--- begin SOURCE DOCUMENT ---

Me about to get zero air:


I can get a bit of air, but then I taco my wheels, so I usually speed hop the bumps. See me getting subliminal air in this 32MB .avi video here (anyone got any recommendations on freeware avi editors, so I can cut vids down and put in totally rocking soundtracks by Tool or Journey?). I may get a 24" bmx cruiser or some sort of Specialized P1 type jumping mbike to further explore my air-Tarik tendencies.

4/20/2006

Road Riding Los Alamos Style

As good as the off road riding and running is here, the road riding is limited, spectacular, but limited. There are essentially 3 reasonable rides under thirty miles The 27 mile bandelier loop, an out and back out to the Valles Caldera and beyond, or the grunt up 2000 feet in 4 miles up the ski hill followed by a fast descent on horrifyingly bad roads. Longer rides usually involve riding off the mesa entirely and then back up on not so much fun roads.

The bandelier loop is one of the best rides I have ever done. The map and elevation profile are here. I more or less live at the beginning of the elevation profile. There is about 2000 feet of climbing in the loop ranging from 6300 to 7800 feet in altitude. It gets too familiar at times, but when you have not done it in a while it is breathtaking.

I did a quick loop with my friend Dina last weekend. She went from being a very timid cyclist to a super strong power rider/triathlete in a year. Here are some pics.

Me and Dina climbing out of Ancho canyon, the lowest spot on the loop. See the giant radio antenna in the back? That is how the Gov't controls major league baseball, now you know:

click for a huge version with better panorama.

Here is another view toward the end of the loop looking out from twisty roads in white rock to the mountains over los alamos:

click for huge.

4/18/2006

Metric Roadfind

Ah, the rare yet beautiful metric roadfind.

I think I have only found 2 or 3 metric roadfinds in the past, a broken 10mm Mercedes Benz box wrench, a beautiful snap on short combo wrench in the practically-as-useless-as-english 18mm size and this:



a 15mm Stanley socket. Sort of useful for the odd 15mm crank bolt too! Found near the Aquatic center on canyon, site of many other roadfinds in los alamos, such as the superball and the right angle scale in two parts.

My tool box is filled with 3/8" sockets and combo wrenches that I have found awheel, but it is a rare bird to find a metric thingy calling your name while on the road.

More cat/bike stuff tomorrow, the new camera takes good video and macro so far so I have lots of good stuff to show you, races and rides and other.

Anyone know how to scan X-rays effectively, if so, I have a treat (not me ma, a cat.)

4/12/2006

typical profile of end user ugg boots

I really enjoy having a stat tracker on my site. I use Sitemeter as it is free, but it is limited a bit to only showing the last 100 visitors. As my readership eeks upward to about 40-50 peeps a day (mmmmmmm, 40 to 50 delicious sugar covered peeps each day..) uh, I only can review a couple of days at a time.

--- end SOURCE DOCUMENT ---
--- begin DATA SUPPLIED ---

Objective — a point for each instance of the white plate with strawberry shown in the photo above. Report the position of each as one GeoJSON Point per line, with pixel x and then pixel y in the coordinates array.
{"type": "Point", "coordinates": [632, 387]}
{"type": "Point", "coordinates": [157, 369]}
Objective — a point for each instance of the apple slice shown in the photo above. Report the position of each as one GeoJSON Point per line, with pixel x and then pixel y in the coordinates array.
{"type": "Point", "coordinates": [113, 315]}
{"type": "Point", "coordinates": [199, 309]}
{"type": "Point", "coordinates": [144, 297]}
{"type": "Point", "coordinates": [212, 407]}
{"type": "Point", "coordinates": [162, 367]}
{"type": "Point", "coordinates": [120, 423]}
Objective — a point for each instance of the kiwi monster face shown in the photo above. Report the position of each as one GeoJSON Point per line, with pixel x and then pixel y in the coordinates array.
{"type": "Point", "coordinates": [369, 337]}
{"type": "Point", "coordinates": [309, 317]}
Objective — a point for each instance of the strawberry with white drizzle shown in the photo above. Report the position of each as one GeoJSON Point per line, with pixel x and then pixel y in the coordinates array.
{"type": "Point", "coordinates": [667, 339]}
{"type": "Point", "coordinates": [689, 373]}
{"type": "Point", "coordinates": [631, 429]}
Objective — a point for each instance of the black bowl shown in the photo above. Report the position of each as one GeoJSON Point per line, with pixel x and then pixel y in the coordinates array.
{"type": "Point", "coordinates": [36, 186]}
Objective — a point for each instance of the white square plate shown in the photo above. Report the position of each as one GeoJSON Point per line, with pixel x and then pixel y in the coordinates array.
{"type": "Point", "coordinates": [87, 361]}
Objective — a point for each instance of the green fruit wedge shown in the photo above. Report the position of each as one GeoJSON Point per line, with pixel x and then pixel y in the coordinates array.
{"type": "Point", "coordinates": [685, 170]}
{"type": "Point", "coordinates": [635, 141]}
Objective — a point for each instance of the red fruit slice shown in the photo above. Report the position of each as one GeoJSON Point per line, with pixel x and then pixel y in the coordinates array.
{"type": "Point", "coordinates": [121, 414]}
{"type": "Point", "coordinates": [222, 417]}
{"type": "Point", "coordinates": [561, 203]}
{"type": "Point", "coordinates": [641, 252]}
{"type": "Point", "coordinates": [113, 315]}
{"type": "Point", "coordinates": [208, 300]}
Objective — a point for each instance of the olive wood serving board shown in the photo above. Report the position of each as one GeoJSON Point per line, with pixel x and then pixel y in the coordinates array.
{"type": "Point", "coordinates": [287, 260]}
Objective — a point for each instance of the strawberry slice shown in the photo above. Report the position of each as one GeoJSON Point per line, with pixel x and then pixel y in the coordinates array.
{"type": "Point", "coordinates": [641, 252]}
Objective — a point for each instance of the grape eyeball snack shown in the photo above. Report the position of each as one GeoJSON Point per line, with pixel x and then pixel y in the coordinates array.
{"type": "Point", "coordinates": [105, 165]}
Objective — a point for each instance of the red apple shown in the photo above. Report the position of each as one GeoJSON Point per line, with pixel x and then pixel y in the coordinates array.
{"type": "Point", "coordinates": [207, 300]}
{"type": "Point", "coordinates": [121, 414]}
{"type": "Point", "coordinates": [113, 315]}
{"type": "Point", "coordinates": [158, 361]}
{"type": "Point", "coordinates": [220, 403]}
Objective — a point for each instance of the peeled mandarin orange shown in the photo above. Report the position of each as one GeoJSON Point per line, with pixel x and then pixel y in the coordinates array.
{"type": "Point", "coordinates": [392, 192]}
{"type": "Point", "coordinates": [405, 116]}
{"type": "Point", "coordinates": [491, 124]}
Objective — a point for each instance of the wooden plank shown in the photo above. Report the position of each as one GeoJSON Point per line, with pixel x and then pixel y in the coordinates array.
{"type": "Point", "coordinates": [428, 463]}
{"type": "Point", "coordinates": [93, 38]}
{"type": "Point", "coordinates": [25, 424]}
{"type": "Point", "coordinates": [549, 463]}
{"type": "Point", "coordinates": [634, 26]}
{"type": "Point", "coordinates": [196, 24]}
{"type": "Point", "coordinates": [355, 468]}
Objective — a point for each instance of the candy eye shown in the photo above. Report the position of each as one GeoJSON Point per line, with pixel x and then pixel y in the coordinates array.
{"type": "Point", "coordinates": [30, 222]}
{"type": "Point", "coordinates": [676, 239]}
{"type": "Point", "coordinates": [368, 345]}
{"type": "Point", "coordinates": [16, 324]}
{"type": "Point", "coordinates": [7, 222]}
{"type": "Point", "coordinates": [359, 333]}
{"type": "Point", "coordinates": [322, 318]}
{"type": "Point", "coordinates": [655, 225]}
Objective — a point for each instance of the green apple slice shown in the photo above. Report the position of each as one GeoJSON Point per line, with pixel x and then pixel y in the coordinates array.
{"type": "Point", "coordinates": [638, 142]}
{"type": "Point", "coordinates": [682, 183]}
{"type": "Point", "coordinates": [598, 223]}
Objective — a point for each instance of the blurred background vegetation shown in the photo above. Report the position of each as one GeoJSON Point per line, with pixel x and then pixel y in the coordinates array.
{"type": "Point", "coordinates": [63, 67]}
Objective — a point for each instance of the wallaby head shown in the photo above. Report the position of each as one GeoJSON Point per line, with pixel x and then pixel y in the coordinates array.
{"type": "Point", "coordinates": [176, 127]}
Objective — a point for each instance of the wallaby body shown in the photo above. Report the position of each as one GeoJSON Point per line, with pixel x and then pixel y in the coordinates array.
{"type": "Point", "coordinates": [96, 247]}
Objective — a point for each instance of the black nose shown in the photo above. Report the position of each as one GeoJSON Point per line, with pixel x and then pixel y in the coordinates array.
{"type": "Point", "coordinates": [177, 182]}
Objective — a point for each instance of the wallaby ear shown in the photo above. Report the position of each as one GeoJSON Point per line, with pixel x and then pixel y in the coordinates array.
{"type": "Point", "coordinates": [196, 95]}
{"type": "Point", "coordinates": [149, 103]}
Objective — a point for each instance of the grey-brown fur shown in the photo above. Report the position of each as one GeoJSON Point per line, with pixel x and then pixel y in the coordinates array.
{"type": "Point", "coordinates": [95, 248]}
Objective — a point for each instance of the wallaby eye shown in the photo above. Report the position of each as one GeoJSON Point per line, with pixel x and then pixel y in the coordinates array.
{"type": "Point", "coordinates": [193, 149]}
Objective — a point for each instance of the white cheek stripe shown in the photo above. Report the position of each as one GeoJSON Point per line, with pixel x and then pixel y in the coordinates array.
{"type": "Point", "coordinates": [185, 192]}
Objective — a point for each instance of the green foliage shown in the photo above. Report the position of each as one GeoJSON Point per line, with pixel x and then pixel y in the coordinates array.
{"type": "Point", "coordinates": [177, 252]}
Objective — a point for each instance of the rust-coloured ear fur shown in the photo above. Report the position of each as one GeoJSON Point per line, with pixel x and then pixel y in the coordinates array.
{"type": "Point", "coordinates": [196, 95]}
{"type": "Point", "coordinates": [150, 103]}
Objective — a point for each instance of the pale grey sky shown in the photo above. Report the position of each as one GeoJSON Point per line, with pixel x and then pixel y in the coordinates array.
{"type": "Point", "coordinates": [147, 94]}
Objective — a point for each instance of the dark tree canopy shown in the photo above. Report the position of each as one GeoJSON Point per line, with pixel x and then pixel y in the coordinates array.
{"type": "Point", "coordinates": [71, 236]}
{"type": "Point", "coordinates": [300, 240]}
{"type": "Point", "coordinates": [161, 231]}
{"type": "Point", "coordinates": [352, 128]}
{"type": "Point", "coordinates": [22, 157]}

--- end DATA SUPPLIED ---

### TASK PROMPT
In the cycling blog, what size was the Stanley socket found on the road?

### CORRECT ANSWER
It was a 15mm socket.